BEGIN
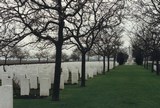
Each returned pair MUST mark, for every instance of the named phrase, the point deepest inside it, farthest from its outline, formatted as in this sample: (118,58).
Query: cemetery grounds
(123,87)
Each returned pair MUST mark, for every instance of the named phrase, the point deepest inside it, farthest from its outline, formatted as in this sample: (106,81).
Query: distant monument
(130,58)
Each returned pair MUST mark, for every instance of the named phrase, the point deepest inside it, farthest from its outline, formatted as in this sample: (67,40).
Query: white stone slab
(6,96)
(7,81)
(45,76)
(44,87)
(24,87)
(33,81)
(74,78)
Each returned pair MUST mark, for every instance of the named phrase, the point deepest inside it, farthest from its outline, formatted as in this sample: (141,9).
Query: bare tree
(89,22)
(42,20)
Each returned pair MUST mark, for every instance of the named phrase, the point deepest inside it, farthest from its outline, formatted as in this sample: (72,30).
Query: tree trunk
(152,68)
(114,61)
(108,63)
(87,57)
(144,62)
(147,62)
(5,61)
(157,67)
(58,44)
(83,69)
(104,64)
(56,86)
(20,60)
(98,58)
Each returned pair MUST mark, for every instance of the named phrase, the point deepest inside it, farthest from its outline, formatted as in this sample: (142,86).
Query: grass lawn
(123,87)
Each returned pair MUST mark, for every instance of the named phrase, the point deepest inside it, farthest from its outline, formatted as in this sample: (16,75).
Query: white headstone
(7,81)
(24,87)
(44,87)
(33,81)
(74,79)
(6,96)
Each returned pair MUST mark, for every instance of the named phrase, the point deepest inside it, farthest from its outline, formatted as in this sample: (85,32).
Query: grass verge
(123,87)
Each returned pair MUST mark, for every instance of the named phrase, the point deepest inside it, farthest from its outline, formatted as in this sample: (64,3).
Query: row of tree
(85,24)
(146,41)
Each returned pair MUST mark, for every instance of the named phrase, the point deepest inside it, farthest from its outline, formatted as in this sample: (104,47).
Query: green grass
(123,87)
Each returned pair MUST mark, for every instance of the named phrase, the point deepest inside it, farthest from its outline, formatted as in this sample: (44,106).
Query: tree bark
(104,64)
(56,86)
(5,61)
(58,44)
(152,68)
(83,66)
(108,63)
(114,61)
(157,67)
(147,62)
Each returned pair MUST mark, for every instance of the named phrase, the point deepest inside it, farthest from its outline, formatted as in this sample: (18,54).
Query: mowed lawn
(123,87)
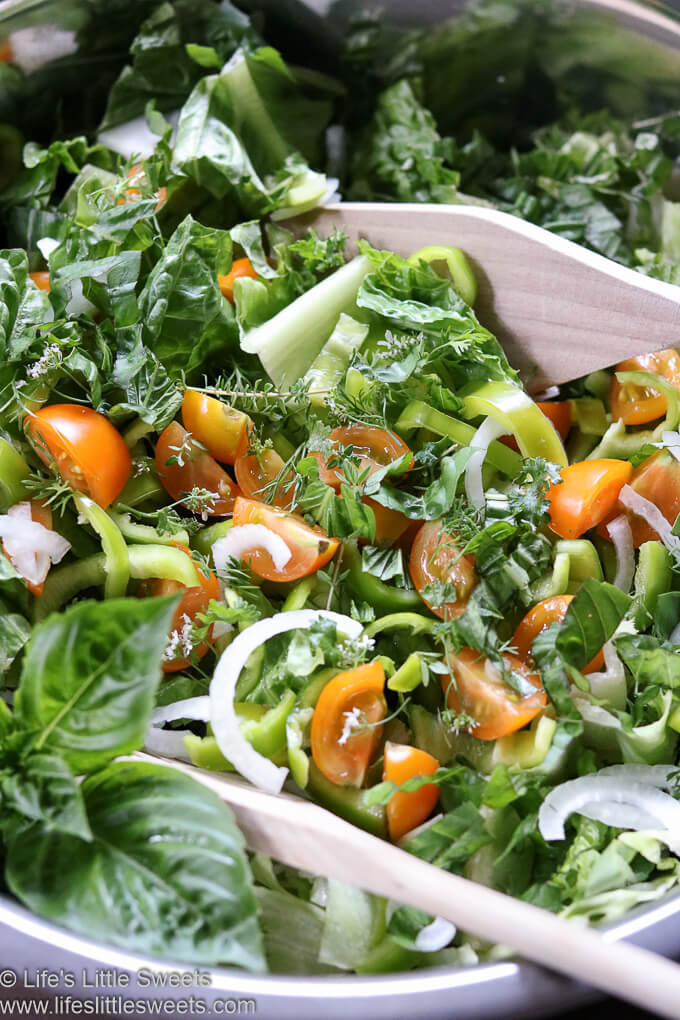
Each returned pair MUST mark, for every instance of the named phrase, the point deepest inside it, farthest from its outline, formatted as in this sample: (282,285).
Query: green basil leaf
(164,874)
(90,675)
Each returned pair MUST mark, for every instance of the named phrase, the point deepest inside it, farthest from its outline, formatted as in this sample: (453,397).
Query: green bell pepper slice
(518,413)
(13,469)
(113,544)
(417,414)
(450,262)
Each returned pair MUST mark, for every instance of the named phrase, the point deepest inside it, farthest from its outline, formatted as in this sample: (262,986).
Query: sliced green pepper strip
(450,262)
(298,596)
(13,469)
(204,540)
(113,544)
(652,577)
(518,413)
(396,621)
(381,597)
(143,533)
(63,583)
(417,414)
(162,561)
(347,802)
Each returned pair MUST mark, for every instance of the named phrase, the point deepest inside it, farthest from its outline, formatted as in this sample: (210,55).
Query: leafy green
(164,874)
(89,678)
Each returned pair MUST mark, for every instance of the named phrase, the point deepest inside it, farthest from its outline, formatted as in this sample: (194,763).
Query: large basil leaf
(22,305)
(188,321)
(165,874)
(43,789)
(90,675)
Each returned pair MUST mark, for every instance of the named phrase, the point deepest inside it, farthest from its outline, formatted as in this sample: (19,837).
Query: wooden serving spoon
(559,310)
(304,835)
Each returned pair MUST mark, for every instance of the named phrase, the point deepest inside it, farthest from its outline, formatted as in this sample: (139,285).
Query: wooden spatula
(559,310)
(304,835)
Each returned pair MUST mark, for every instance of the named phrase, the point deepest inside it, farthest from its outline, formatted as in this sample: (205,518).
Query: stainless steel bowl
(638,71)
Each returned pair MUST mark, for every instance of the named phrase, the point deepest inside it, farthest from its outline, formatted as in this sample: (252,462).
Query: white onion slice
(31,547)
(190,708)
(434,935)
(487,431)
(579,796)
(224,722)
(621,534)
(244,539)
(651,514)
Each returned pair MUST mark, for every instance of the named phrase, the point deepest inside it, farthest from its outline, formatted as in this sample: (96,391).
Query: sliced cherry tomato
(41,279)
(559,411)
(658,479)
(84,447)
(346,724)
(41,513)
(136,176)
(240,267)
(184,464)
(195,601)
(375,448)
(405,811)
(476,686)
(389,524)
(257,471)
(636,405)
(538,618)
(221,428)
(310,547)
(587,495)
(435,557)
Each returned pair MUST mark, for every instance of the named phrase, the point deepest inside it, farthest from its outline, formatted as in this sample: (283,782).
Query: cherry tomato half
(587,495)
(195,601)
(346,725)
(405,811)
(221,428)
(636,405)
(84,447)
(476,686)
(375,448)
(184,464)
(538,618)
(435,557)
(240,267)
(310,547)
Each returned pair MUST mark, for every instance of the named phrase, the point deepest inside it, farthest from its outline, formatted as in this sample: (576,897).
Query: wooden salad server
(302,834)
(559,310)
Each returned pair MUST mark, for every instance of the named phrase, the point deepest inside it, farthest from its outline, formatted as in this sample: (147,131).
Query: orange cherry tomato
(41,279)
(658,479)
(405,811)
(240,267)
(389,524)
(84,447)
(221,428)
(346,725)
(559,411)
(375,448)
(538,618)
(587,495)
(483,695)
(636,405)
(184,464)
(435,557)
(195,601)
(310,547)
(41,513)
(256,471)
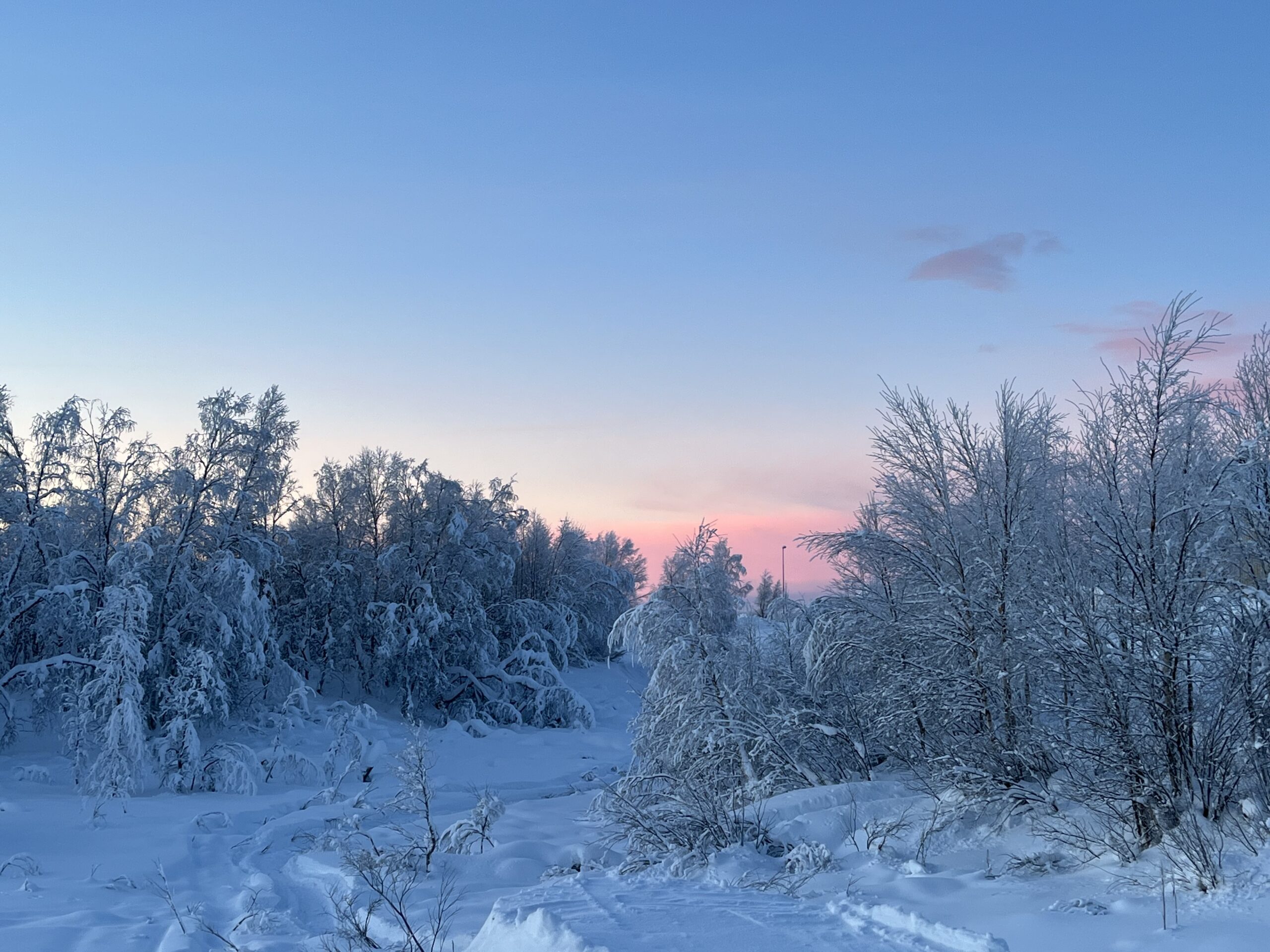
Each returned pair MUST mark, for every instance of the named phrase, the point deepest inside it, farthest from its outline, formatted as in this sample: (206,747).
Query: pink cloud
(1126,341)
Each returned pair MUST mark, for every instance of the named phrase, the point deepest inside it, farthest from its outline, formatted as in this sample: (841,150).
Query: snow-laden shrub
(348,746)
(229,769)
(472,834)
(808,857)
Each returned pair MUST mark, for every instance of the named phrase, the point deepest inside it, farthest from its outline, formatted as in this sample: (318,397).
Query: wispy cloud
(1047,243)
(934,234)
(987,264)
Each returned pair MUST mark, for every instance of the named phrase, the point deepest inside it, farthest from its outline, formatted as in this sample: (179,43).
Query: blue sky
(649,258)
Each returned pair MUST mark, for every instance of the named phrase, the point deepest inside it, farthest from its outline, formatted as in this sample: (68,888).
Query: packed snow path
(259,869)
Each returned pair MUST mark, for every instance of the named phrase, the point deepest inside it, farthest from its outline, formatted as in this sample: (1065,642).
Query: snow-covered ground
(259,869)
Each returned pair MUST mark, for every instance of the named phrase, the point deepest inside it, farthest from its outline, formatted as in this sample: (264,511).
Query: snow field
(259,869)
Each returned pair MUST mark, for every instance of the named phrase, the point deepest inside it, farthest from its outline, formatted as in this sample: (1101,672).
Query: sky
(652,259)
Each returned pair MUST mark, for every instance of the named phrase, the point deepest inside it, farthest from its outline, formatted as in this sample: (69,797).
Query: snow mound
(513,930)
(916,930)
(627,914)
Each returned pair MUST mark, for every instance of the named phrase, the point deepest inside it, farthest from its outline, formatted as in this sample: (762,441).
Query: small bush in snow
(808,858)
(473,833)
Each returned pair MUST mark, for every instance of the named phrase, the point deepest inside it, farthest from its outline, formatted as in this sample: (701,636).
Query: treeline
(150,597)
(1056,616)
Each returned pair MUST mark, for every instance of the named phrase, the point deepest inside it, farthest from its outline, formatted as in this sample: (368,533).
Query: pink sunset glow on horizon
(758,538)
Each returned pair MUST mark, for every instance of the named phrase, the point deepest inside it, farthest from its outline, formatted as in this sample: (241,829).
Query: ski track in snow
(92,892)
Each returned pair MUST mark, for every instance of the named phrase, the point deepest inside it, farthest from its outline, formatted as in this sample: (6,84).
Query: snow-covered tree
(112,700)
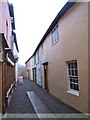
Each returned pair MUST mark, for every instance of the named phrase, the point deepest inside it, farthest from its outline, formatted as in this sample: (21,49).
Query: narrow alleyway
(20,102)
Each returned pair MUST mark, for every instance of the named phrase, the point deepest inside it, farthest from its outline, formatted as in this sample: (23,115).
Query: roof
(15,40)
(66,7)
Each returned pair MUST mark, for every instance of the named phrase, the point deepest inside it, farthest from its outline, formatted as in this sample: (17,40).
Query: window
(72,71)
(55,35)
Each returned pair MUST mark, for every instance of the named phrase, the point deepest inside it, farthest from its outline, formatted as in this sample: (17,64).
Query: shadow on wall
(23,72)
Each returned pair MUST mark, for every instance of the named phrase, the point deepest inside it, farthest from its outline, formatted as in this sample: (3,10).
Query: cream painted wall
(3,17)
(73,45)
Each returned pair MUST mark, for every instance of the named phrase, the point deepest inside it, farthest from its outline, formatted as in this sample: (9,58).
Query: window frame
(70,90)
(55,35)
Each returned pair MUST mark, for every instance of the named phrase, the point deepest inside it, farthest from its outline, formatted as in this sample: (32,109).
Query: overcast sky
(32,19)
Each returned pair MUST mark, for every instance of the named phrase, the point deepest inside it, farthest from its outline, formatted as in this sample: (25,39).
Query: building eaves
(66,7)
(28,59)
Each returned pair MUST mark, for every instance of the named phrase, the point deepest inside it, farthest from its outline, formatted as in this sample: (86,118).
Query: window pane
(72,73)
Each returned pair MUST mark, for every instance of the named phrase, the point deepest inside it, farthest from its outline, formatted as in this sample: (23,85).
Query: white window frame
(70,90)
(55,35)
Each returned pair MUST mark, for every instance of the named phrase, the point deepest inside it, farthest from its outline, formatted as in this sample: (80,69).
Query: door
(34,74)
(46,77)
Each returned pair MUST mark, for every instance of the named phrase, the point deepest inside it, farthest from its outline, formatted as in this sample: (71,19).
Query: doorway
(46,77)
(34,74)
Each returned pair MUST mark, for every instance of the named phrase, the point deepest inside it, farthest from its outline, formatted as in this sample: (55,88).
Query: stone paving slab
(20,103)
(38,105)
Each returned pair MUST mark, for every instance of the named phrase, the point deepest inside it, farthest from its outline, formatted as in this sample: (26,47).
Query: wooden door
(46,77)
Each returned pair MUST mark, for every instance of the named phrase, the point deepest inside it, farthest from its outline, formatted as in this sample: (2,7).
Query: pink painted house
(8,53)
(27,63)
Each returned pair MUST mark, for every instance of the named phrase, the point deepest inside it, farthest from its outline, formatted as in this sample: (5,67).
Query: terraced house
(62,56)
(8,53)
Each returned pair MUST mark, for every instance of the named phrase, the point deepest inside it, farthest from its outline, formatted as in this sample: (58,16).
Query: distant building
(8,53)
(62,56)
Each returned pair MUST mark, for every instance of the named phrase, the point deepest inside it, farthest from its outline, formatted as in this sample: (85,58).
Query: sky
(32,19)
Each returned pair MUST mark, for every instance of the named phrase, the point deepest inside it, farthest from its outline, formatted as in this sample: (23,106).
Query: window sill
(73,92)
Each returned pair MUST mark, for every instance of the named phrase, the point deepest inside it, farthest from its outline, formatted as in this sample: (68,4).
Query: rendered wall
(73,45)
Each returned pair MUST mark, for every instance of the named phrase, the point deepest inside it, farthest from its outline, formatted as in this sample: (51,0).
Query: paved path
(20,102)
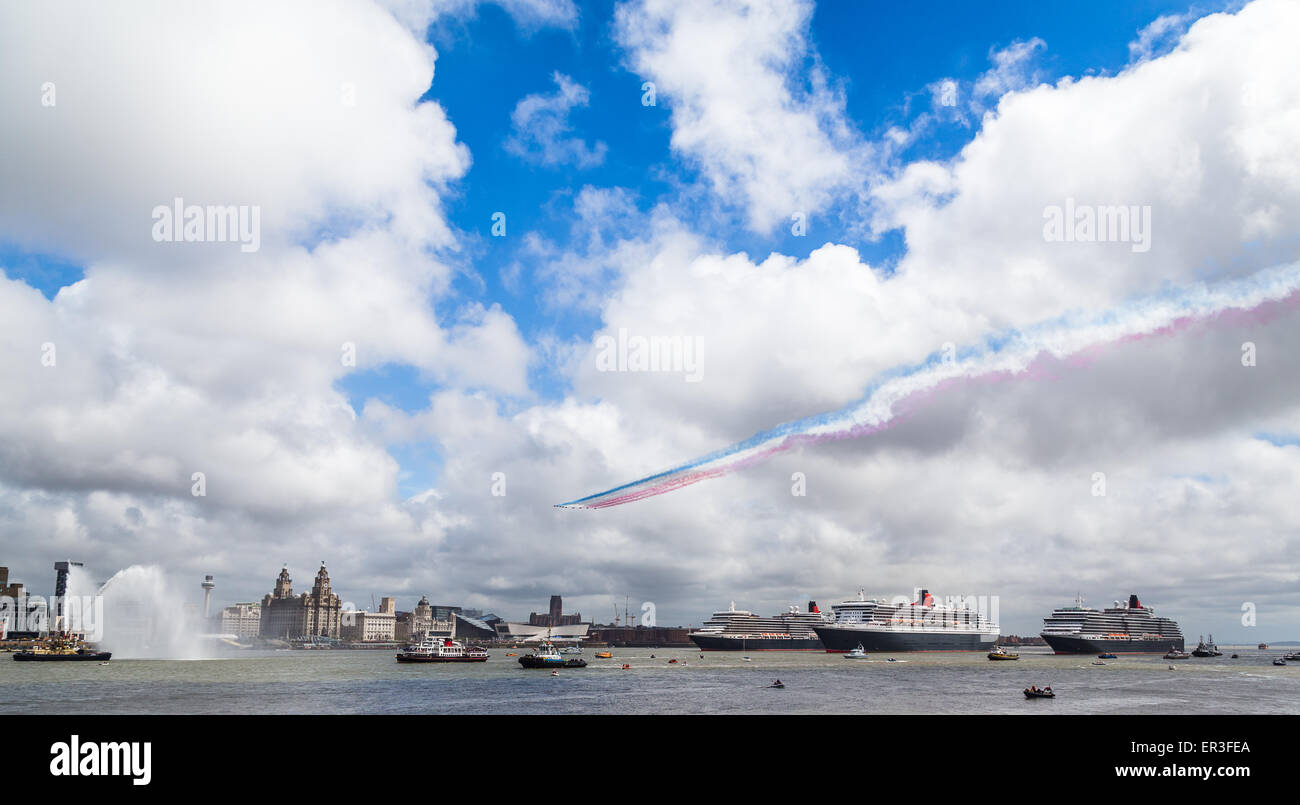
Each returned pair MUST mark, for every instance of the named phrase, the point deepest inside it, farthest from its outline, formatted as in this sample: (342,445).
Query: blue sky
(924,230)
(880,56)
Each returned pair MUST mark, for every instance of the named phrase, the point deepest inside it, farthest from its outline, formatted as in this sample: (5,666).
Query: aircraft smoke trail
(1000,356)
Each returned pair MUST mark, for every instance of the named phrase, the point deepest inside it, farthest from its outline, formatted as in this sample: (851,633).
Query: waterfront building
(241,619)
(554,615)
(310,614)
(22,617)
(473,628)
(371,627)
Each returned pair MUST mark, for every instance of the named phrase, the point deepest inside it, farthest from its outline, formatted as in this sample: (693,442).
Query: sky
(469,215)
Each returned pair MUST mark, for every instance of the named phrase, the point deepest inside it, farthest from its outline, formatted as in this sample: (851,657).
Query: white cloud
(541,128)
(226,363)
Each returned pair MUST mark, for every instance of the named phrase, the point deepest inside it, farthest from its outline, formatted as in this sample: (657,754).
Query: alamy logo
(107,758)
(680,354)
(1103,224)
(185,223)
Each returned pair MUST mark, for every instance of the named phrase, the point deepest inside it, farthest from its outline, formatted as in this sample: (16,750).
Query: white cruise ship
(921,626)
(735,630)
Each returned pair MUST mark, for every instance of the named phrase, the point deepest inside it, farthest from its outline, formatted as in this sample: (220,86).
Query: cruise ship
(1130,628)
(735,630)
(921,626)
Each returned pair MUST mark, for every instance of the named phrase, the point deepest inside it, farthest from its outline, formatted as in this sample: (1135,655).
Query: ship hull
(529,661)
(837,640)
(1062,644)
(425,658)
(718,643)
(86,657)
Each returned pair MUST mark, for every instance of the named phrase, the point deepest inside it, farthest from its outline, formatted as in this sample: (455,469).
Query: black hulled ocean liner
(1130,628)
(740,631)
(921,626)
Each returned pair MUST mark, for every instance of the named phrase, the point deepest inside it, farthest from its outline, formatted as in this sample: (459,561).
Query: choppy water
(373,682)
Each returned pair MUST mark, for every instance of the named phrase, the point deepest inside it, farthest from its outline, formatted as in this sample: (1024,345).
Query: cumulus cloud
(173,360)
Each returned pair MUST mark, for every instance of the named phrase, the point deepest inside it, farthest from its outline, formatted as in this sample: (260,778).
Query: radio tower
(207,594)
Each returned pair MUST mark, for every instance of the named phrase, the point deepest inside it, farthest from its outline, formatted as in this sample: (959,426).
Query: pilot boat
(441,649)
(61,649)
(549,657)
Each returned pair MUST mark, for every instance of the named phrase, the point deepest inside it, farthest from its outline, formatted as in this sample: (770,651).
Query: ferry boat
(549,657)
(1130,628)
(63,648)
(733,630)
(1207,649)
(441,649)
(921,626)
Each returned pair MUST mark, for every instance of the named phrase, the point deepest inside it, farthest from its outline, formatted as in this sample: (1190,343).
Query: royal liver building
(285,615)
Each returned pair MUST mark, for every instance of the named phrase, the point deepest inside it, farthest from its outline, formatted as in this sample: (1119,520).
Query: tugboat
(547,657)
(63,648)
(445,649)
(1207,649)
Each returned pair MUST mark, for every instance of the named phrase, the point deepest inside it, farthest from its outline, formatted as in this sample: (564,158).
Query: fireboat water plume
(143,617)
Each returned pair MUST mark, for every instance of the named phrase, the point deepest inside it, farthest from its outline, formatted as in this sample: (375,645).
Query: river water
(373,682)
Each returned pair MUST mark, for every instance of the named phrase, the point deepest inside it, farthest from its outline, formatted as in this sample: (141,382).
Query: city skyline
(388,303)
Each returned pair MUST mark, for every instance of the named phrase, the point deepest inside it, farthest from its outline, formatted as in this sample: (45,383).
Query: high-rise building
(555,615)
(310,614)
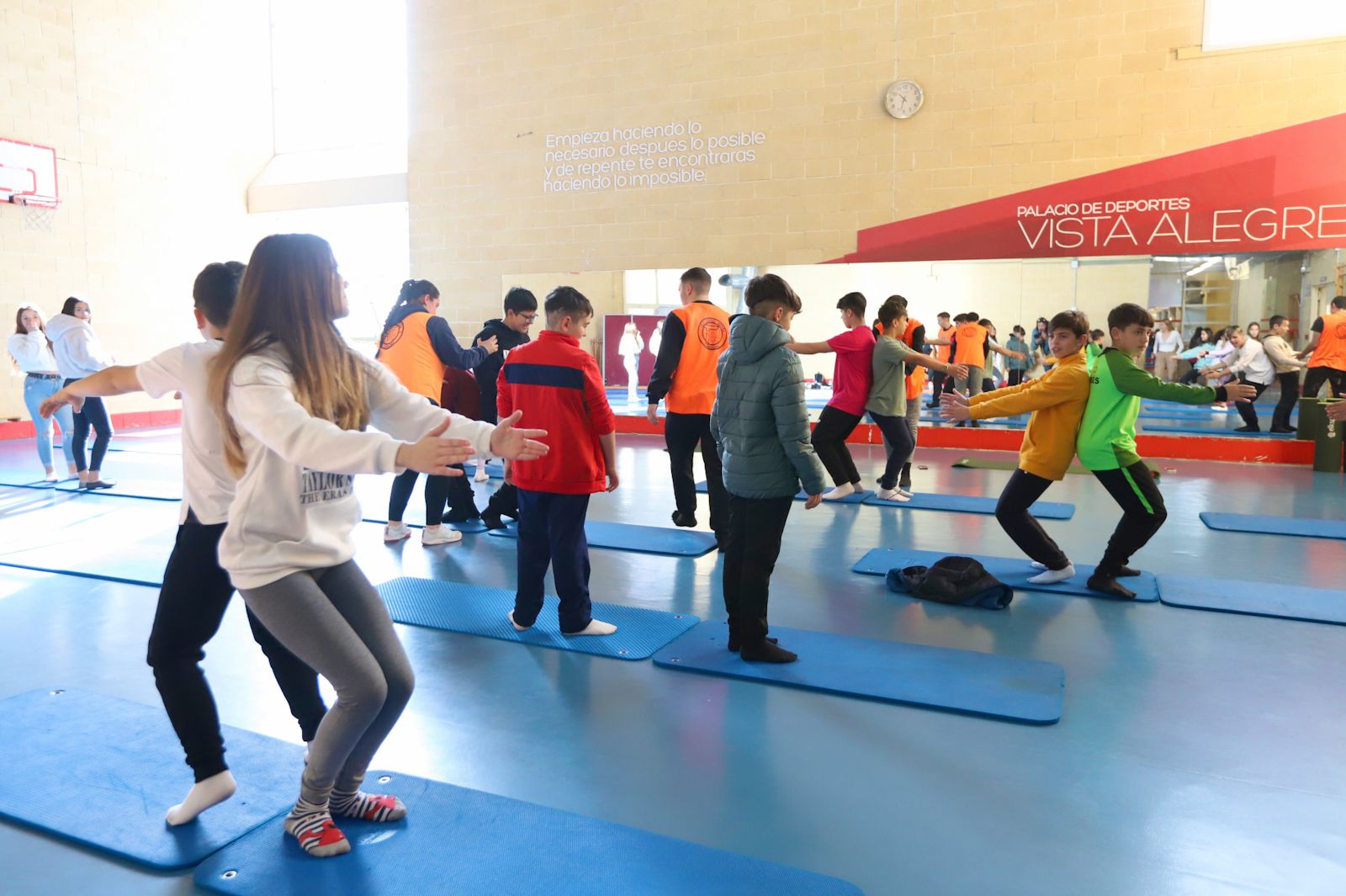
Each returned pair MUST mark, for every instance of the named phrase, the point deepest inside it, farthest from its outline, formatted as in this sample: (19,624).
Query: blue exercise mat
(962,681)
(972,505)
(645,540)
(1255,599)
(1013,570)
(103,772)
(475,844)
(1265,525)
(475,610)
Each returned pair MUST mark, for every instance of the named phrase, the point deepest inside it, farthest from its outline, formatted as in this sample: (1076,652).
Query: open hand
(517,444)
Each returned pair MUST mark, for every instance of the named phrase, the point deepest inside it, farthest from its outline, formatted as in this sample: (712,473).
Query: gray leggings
END
> **WHAT THE TASK ASKS**
Only the lines from the one bearing "this sample: (712,473)." through the end of the entries above belong in the answer, each one exactly as given.

> **ANSWER FOR THE TASK**
Each returned pair MUST mark, for every instance of the named phrase, the point deepest inside it, farthest from its outline, formatted as in this sample: (712,473).
Query: gray leggings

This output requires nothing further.